Arrange the lines of the entries, from the line containing "Regarding the medical scan above, where is the boy's" through the end of the entries, as a Markdown table with the columns Row and Line. Put a running row number under Row and each line under Line, and omit blank lines.

(Entries from a dataset)
_____

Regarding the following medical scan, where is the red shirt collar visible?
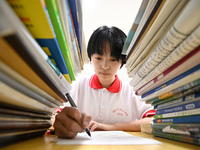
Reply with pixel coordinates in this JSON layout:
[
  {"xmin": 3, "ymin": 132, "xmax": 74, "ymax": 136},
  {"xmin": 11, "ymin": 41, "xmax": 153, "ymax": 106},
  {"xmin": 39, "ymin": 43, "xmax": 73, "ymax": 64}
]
[{"xmin": 89, "ymin": 74, "xmax": 122, "ymax": 93}]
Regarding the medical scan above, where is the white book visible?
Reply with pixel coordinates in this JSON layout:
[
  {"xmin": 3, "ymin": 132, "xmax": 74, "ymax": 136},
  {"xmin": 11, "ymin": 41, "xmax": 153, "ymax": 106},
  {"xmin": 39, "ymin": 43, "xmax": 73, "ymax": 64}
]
[{"xmin": 129, "ymin": 1, "xmax": 200, "ymax": 85}]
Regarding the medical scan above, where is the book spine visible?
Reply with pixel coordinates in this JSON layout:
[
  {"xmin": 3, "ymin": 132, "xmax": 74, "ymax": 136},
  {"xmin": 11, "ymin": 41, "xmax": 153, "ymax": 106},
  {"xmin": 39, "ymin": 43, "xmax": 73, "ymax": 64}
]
[
  {"xmin": 156, "ymin": 101, "xmax": 200, "ymax": 115},
  {"xmin": 141, "ymin": 64, "xmax": 200, "ymax": 98},
  {"xmin": 134, "ymin": 26, "xmax": 200, "ymax": 90},
  {"xmin": 154, "ymin": 92, "xmax": 200, "ymax": 109},
  {"xmin": 136, "ymin": 46, "xmax": 200, "ymax": 96},
  {"xmin": 151, "ymin": 85, "xmax": 200, "ymax": 106},
  {"xmin": 45, "ymin": 0, "xmax": 76, "ymax": 81},
  {"xmin": 141, "ymin": 70, "xmax": 200, "ymax": 101},
  {"xmin": 8, "ymin": 0, "xmax": 71, "ymax": 83},
  {"xmin": 153, "ymin": 115, "xmax": 200, "ymax": 123},
  {"xmin": 152, "ymin": 131, "xmax": 200, "ymax": 145},
  {"xmin": 68, "ymin": 0, "xmax": 83, "ymax": 57},
  {"xmin": 154, "ymin": 108, "xmax": 200, "ymax": 119}
]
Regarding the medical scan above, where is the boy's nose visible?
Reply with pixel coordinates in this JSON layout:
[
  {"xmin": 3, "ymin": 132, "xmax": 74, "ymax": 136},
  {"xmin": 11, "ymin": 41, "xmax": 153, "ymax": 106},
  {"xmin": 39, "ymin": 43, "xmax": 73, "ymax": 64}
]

_____

Result of this task:
| Row | Line |
|---|---|
| 1 | Regarding the medical scan above, where is the boy's nose visible? |
| 2 | Reply with pixel coordinates in this JSON layout: |
| 3 | [ |
| 4 |   {"xmin": 3, "ymin": 132, "xmax": 74, "ymax": 136}, |
| 5 |   {"xmin": 11, "ymin": 41, "xmax": 153, "ymax": 106}, |
| 6 |   {"xmin": 39, "ymin": 43, "xmax": 73, "ymax": 64} |
| 7 | ] |